WORK REQUIRED: For the word "player", state how many lines of the listing below contain it. Give the number and nothing more.
::::::::
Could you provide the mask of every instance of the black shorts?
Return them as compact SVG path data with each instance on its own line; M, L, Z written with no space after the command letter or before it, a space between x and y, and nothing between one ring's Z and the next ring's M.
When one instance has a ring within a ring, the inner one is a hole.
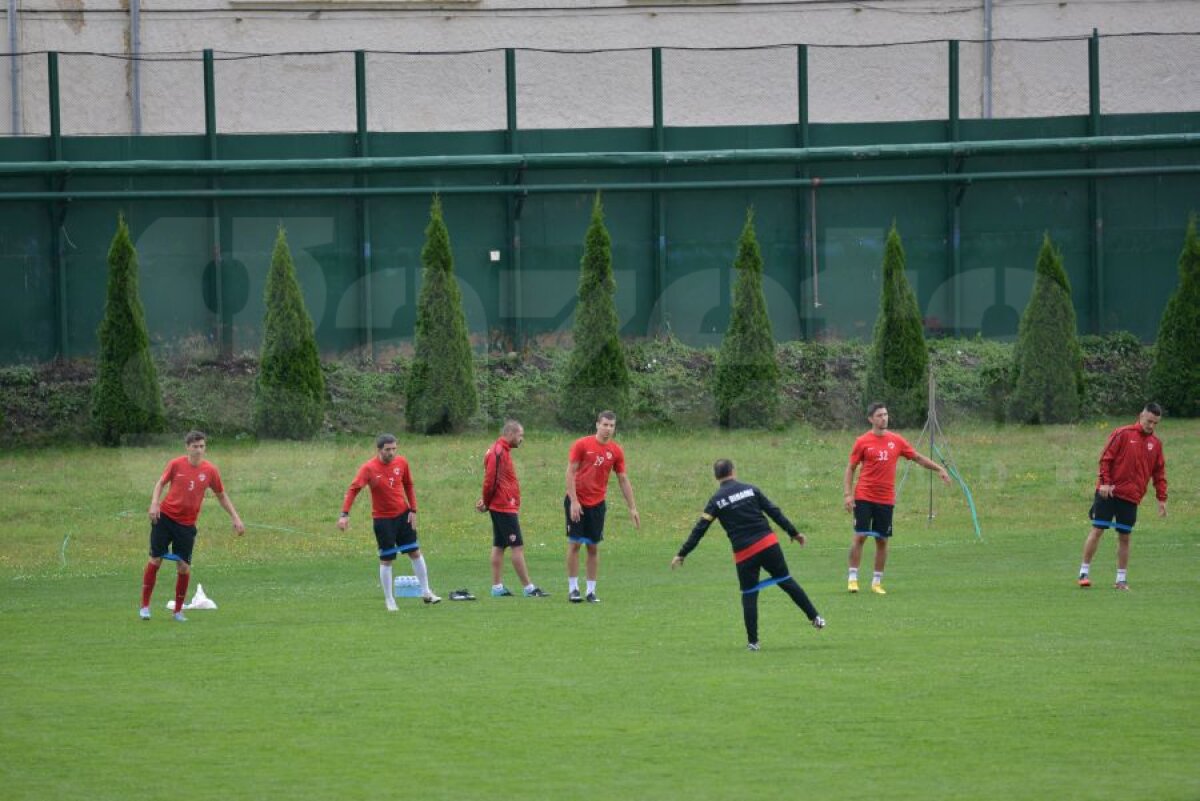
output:
M150 526L150 556L155 559L169 558L167 552L180 562L192 563L192 549L196 546L196 527L185 526L159 513L158 522Z
M567 513L567 539L584 545L599 545L604 539L604 501L595 506L584 506L579 522L571 520L571 499L563 498L563 509Z
M892 511L895 506L873 501L854 502L854 533L860 537L887 539L892 536Z
M496 548L520 548L525 544L521 539L521 520L516 512L494 512L492 516L492 546Z
M1128 534L1133 531L1137 522L1138 505L1133 501L1112 496L1110 498L1096 497L1092 499L1092 508L1088 516L1096 528L1115 528L1118 534Z
M767 571L770 579L759 582L759 571ZM783 549L779 543L759 551L754 556L737 563L738 587L742 595L758 592L772 584L778 584L791 578L788 572L787 560L783 557Z
M417 544L417 530L408 522L408 512L399 517L377 517L372 522L375 524L375 542L379 545L379 561L391 562L396 554L421 547Z

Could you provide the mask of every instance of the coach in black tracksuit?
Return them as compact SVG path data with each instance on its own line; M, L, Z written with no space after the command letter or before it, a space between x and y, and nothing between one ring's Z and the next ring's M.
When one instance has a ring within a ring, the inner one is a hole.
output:
M772 584L786 592L796 606L804 610L814 628L824 628L825 621L808 600L804 589L788 574L787 560L779 547L779 538L771 531L767 518L770 517L787 532L794 542L804 544L804 535L796 530L779 507L771 503L762 490L753 484L743 484L733 474L733 462L718 459L713 464L713 475L720 482L720 489L704 507L704 513L696 521L687 542L671 560L671 567L683 564L714 519L721 521L729 541L733 545L733 561L737 565L738 584L742 588L742 613L746 618L746 639L751 651L758 650L758 591ZM766 570L769 579L759 582L760 570Z

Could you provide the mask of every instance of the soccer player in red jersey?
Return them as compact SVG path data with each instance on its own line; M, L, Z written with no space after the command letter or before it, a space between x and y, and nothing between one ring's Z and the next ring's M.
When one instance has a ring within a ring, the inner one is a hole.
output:
M883 569L887 565L892 511L896 507L896 463L900 457L910 459L935 471L947 484L950 476L946 468L913 450L904 437L887 430L888 411L884 404L868 406L867 421L871 430L854 441L842 479L846 511L854 515L854 540L850 544L850 574L846 588L858 592L858 565L862 562L863 543L867 537L872 537L875 540L875 574L871 578L871 592L887 595L883 589ZM862 465L862 472L858 484L854 485L854 471L859 465Z
M395 587L392 584L392 562L396 554L407 554L412 560L413 573L421 583L421 597L427 604L442 599L429 589L429 570L421 546L417 542L417 496L413 491L412 471L408 460L396 453L396 438L380 434L375 438L373 459L358 468L346 497L337 527L345 531L350 526L350 507L363 487L371 488L371 517L375 528L375 543L379 546L379 583L389 612L396 611Z
M1100 454L1100 476L1089 517L1092 530L1083 543L1083 563L1079 565L1079 586L1090 587L1092 557L1100 545L1104 530L1117 530L1118 590L1128 590L1129 535L1137 522L1138 504L1146 495L1146 485L1154 480L1158 514L1167 516L1167 461L1162 441L1154 436L1162 407L1147 403L1133 425L1122 426L1108 436Z
M550 593L529 580L525 566L525 541L521 539L521 484L513 465L512 451L525 441L525 428L516 420L506 420L500 438L483 455L483 492L475 502L475 511L492 517L492 597L508 598L512 592L500 579L507 548L513 570L521 579L526 598L545 598Z
M633 500L633 485L625 473L625 452L613 441L616 433L617 415L600 412L595 435L575 440L567 456L567 497L563 508L567 514L567 600L573 604L583 601L579 593L580 547L587 548L587 601L600 602L596 597L596 574L600 567L600 541L604 539L604 499L608 495L610 473L617 474L634 527L642 523Z
M204 433L189 431L183 442L187 456L167 462L150 493L150 561L142 572L142 606L138 612L142 620L150 619L150 596L163 559L173 561L176 567L174 618L180 622L187 620L183 616L183 597L191 579L196 518L200 516L206 490L211 489L217 503L229 513L233 530L239 536L246 533L246 526L221 483L221 474L204 458L208 445ZM167 497L163 498L163 489L168 485Z

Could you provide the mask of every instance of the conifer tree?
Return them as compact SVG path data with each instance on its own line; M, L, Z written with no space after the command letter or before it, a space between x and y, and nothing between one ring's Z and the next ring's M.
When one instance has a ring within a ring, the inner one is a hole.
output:
M146 313L138 291L138 259L125 217L108 249L108 292L96 332L100 352L92 389L92 427L105 445L165 427L158 371L150 357Z
M479 408L479 399L462 292L454 279L450 231L437 195L429 209L421 265L416 353L405 413L409 430L444 434L462 430Z
M325 376L282 226L271 253L264 301L254 430L265 438L308 439L325 419Z
M864 408L873 401L886 404L895 428L922 425L929 400L925 325L904 268L904 246L893 221L883 250L883 286L867 363Z
M586 428L605 409L616 412L619 420L629 407L629 365L619 336L616 288L612 239L596 193L579 265L575 344L559 402L559 416L571 428Z
M713 394L723 427L770 427L779 412L779 364L763 294L763 261L754 232L754 210L738 238L733 267L733 310L717 353Z
M1200 416L1200 236L1188 219L1179 254L1179 286L1158 323L1150 400L1177 417Z
M1047 233L1013 351L1016 381L1009 414L1014 420L1069 423L1079 419L1083 350L1075 326L1071 283L1062 254Z

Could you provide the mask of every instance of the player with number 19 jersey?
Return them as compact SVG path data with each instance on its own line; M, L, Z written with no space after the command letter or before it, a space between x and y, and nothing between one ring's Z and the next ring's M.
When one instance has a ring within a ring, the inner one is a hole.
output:
M342 501L342 514L350 513L350 507L363 487L371 488L371 517L376 520L417 511L412 471L408 467L408 460L399 454L386 464L376 456L358 468L358 474L350 482Z
M615 470L625 474L625 452L609 440L601 444L595 435L575 440L568 460L579 465L575 473L575 497L583 507L599 506L608 497L608 478Z
M894 506L896 504L896 463L901 457L917 455L912 445L899 434L884 431L882 435L868 431L854 441L850 449L850 464L862 465L854 500Z

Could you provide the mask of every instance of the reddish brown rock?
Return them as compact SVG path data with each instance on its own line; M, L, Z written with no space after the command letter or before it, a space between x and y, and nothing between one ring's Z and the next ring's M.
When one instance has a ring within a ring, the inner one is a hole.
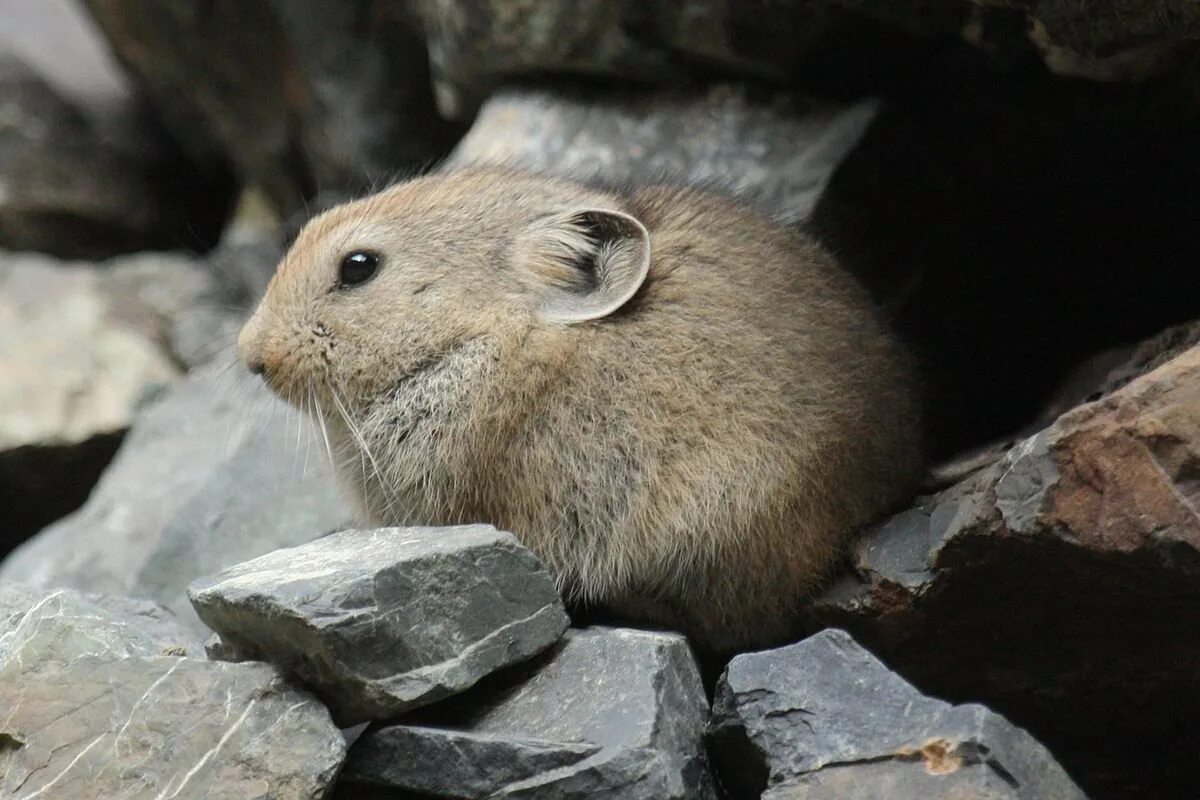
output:
M1171 797L1200 742L1200 347L1113 375L869 531L812 613L1029 728L1094 797Z

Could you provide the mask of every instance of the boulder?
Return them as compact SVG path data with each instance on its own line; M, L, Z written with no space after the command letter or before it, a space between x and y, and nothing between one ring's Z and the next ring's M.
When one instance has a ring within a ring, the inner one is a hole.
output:
M0 247L105 258L215 244L229 181L202 173L136 104L97 119L0 40L0 119Z
M0 555L78 508L137 410L228 347L203 262L0 252Z
M188 590L239 654L294 672L343 726L470 688L567 627L554 579L490 525L343 531Z
M189 583L351 517L299 412L217 363L140 413L87 504L14 551L0 580L155 600L202 631Z
M706 800L707 702L678 634L572 629L470 692L369 729L347 797Z
M1085 800L1028 733L922 695L836 629L730 661L709 739L733 800Z
M808 217L875 114L875 103L755 94L504 89L484 104L448 166L495 164L612 185L712 186L784 222Z
M1200 741L1200 347L1154 352L868 531L811 609L1029 728L1096 796L1174 796Z
M398 0L87 0L195 158L222 159L287 216L439 157L420 27Z

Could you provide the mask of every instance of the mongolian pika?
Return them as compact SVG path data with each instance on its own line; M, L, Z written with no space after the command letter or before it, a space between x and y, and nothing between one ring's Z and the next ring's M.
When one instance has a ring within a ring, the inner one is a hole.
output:
M919 477L910 362L817 244L694 190L419 178L312 220L239 342L374 524L490 522L569 596L777 642Z

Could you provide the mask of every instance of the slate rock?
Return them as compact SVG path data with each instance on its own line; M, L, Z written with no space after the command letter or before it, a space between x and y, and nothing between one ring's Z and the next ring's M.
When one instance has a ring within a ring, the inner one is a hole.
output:
M14 660L68 663L81 656L161 655L204 655L196 634L162 606L129 597L0 583L0 670Z
M4 797L326 796L345 755L266 664L85 656L0 668Z
M0 247L105 258L215 244L228 181L202 174L144 109L114 104L97 119L0 43Z
M709 737L735 800L1085 797L1028 733L922 695L836 629L736 656Z
M805 219L875 103L705 92L498 91L448 165L496 164L608 184L709 185L783 222Z
M534 661L369 729L340 783L348 797L705 800L707 705L683 636L572 629Z
M229 346L205 261L0 251L0 555L87 499L138 409Z
M87 0L113 51L195 159L288 216L444 154L420 24L404 0Z
M810 611L1028 728L1097 797L1173 796L1200 741L1200 347L1135 361L866 532Z
M568 624L549 572L490 525L343 531L188 594L223 641L295 672L343 726L461 692Z
M299 412L216 363L139 414L87 504L15 550L0 580L142 597L205 631L189 583L352 516Z

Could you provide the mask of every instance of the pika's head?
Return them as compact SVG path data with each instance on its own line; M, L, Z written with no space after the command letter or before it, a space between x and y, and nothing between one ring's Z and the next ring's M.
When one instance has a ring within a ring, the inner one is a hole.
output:
M646 228L567 181L463 170L309 222L239 339L301 406L361 408L473 340L603 324L641 287Z

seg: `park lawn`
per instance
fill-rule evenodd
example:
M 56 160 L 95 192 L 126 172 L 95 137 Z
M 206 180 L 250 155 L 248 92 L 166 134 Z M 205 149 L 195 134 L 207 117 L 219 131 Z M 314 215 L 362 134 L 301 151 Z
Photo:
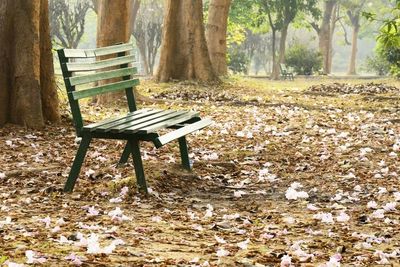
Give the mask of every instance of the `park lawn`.
M 400 91 L 307 91 L 333 82 L 371 81 L 143 81 L 140 92 L 158 99 L 146 105 L 215 121 L 188 138 L 193 173 L 179 168 L 176 144 L 142 145 L 148 197 L 136 193 L 132 166 L 116 167 L 124 144 L 110 140 L 94 141 L 74 193 L 61 192 L 78 142 L 65 98 L 59 125 L 3 128 L 0 261 L 24 263 L 33 250 L 52 266 L 71 263 L 71 253 L 104 266 L 273 266 L 289 257 L 295 266 L 395 264 Z M 125 111 L 90 103 L 84 110 L 89 121 Z M 114 241 L 112 253 L 79 246 L 91 233 L 101 247 Z

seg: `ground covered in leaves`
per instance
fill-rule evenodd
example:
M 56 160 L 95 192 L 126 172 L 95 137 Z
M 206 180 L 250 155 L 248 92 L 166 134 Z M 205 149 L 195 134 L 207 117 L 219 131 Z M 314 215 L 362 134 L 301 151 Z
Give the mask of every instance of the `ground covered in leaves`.
M 44 130 L 0 129 L 0 264 L 396 266 L 400 91 L 332 83 L 143 82 L 168 100 L 150 105 L 215 121 L 188 138 L 192 173 L 175 143 L 142 145 L 148 197 L 132 165 L 116 166 L 124 144 L 98 140 L 74 193 L 62 193 L 79 143 L 67 112 Z

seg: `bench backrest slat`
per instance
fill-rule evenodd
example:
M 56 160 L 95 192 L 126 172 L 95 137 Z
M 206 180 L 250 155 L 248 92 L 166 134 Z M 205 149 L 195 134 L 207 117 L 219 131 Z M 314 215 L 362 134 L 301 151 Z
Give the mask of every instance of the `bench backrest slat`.
M 134 56 L 117 57 L 88 63 L 67 63 L 69 71 L 94 71 L 122 64 L 129 64 L 135 60 Z
M 106 85 L 97 86 L 97 87 L 93 87 L 93 88 L 89 88 L 89 89 L 73 91 L 73 92 L 70 92 L 69 94 L 72 94 L 74 100 L 79 100 L 79 99 L 86 98 L 86 97 L 91 97 L 91 96 L 95 96 L 95 95 L 101 95 L 101 94 L 105 94 L 105 93 L 119 91 L 122 89 L 132 88 L 133 86 L 136 86 L 138 84 L 139 84 L 139 79 L 131 79 L 131 80 L 126 80 L 126 81 L 122 81 L 122 82 L 109 83 Z
M 64 49 L 64 54 L 67 58 L 89 58 L 107 56 L 121 52 L 130 52 L 131 50 L 132 44 L 121 44 L 96 49 Z
M 82 76 L 74 76 L 74 77 L 69 78 L 69 82 L 71 83 L 72 86 L 74 86 L 74 85 L 80 85 L 80 84 L 85 84 L 85 83 L 98 82 L 98 81 L 105 80 L 105 79 L 112 79 L 112 78 L 128 76 L 128 75 L 132 75 L 132 74 L 136 74 L 136 73 L 137 73 L 136 67 L 129 67 L 129 68 L 125 68 L 125 69 L 117 69 L 117 70 L 97 72 L 94 74 L 88 74 L 88 75 L 82 75 Z

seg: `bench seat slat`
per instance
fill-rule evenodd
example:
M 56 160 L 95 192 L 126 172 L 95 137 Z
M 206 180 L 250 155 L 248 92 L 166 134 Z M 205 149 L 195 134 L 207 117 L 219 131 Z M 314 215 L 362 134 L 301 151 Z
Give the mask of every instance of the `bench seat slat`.
M 129 64 L 135 60 L 134 56 L 117 57 L 88 63 L 67 63 L 68 71 L 94 71 L 122 64 Z
M 168 127 L 171 127 L 173 125 L 176 125 L 176 124 L 179 124 L 179 123 L 183 123 L 185 121 L 190 120 L 193 117 L 198 117 L 199 115 L 200 115 L 199 112 L 191 111 L 191 112 L 183 114 L 182 116 L 175 117 L 175 118 L 169 119 L 167 121 L 162 121 L 160 123 L 156 123 L 156 124 L 141 128 L 138 131 L 138 133 L 147 134 L 147 133 L 155 132 L 155 131 L 157 131 L 159 129 L 162 129 L 162 128 L 168 128 Z
M 102 86 L 97 86 L 89 89 L 84 89 L 80 91 L 73 91 L 70 92 L 72 94 L 72 97 L 74 100 L 86 98 L 86 97 L 91 97 L 95 95 L 101 95 L 105 93 L 110 93 L 110 92 L 115 92 L 118 90 L 122 89 L 127 89 L 134 87 L 139 84 L 139 79 L 131 79 L 131 80 L 126 80 L 122 82 L 116 82 L 116 83 L 109 83 L 107 85 L 102 85 Z
M 128 114 L 125 114 L 125 115 L 112 117 L 112 118 L 108 118 L 108 119 L 105 119 L 105 120 L 102 120 L 102 121 L 99 121 L 99 122 L 88 124 L 88 125 L 84 126 L 83 129 L 92 131 L 93 129 L 96 129 L 97 127 L 100 127 L 100 126 L 102 126 L 104 124 L 108 124 L 108 123 L 111 123 L 111 122 L 114 122 L 114 121 L 118 121 L 118 120 L 124 119 L 126 117 L 137 116 L 139 114 L 143 114 L 143 113 L 149 112 L 149 111 L 153 111 L 153 110 L 149 109 L 149 108 L 139 109 L 139 110 L 136 110 L 134 112 L 129 112 Z
M 140 116 L 135 117 L 134 119 L 127 118 L 126 120 L 119 120 L 116 122 L 113 122 L 111 124 L 107 125 L 102 125 L 98 127 L 96 130 L 100 132 L 109 132 L 109 131 L 114 131 L 114 132 L 119 132 L 119 130 L 130 127 L 132 125 L 136 125 L 139 123 L 142 123 L 144 121 L 152 120 L 154 118 L 158 118 L 160 116 L 164 116 L 165 114 L 170 114 L 172 112 L 175 112 L 173 110 L 158 110 L 158 112 L 151 112 L 150 114 L 146 114 L 145 116 Z M 149 115 L 149 116 L 147 116 Z
M 122 129 L 120 132 L 124 132 L 127 134 L 137 133 L 143 127 L 154 125 L 154 124 L 162 122 L 162 121 L 170 120 L 172 118 L 176 118 L 178 116 L 181 116 L 181 115 L 187 114 L 187 113 L 188 113 L 188 111 L 184 111 L 184 110 L 175 111 L 174 113 L 171 113 L 171 114 L 159 117 L 159 118 L 155 118 L 153 120 L 149 120 L 149 121 L 137 124 L 135 126 L 131 126 L 129 128 Z
M 110 131 L 113 133 L 122 133 L 122 132 L 128 133 L 127 131 L 125 131 L 127 128 L 136 127 L 137 125 L 143 125 L 143 124 L 149 125 L 149 122 L 151 124 L 151 121 L 157 120 L 156 122 L 158 122 L 158 121 L 160 121 L 160 119 L 163 120 L 163 118 L 170 116 L 171 114 L 173 114 L 173 116 L 176 116 L 175 115 L 176 113 L 177 113 L 177 111 L 175 111 L 175 110 L 164 110 L 160 113 L 157 113 L 157 114 L 154 114 L 151 116 L 147 116 L 147 117 L 139 119 L 139 120 L 134 120 L 134 121 L 127 122 L 125 124 L 120 124 L 115 127 L 110 127 L 108 129 L 106 129 L 106 131 Z
M 105 123 L 103 125 L 100 125 L 100 126 L 98 126 L 96 128 L 91 129 L 91 131 L 105 132 L 105 131 L 108 131 L 109 129 L 113 129 L 113 128 L 118 127 L 120 125 L 124 125 L 124 124 L 130 123 L 130 122 L 134 122 L 134 121 L 138 121 L 138 120 L 141 120 L 141 119 L 145 119 L 145 118 L 150 117 L 150 116 L 157 116 L 157 114 L 160 114 L 162 112 L 163 112 L 162 110 L 154 109 L 154 110 L 150 110 L 148 112 L 137 114 L 135 116 L 127 116 L 127 117 L 124 117 L 124 118 L 121 118 L 121 119 L 118 119 L 118 120 L 114 120 L 114 121 Z
M 208 119 L 208 118 L 207 119 L 202 119 L 202 120 L 200 120 L 198 122 L 189 124 L 189 125 L 187 125 L 185 127 L 182 127 L 182 128 L 180 128 L 178 130 L 169 132 L 167 134 L 164 134 L 164 135 L 156 138 L 155 141 L 154 141 L 154 145 L 157 148 L 159 148 L 159 147 L 161 147 L 161 146 L 163 146 L 163 145 L 165 145 L 165 144 L 167 144 L 167 143 L 169 143 L 169 142 L 171 142 L 171 141 L 173 141 L 175 139 L 178 139 L 178 138 L 180 138 L 182 136 L 190 134 L 190 133 L 192 133 L 194 131 L 203 129 L 203 128 L 207 127 L 210 124 L 212 124 L 212 120 L 211 119 Z
M 136 73 L 137 73 L 136 67 L 117 69 L 117 70 L 111 70 L 111 71 L 98 72 L 98 73 L 89 74 L 89 75 L 74 76 L 74 77 L 69 78 L 69 82 L 72 86 L 75 86 L 75 85 L 79 85 L 79 84 L 97 82 L 97 81 L 101 81 L 101 80 L 105 80 L 105 79 L 112 79 L 112 78 L 128 76 L 128 75 L 132 75 L 132 74 L 136 74 Z

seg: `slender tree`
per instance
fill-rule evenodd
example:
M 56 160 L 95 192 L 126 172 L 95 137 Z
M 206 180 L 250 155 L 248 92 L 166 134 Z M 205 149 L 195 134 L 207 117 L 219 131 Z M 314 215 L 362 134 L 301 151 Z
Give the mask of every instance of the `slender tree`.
::::::::
WORKED SOLUTION: 2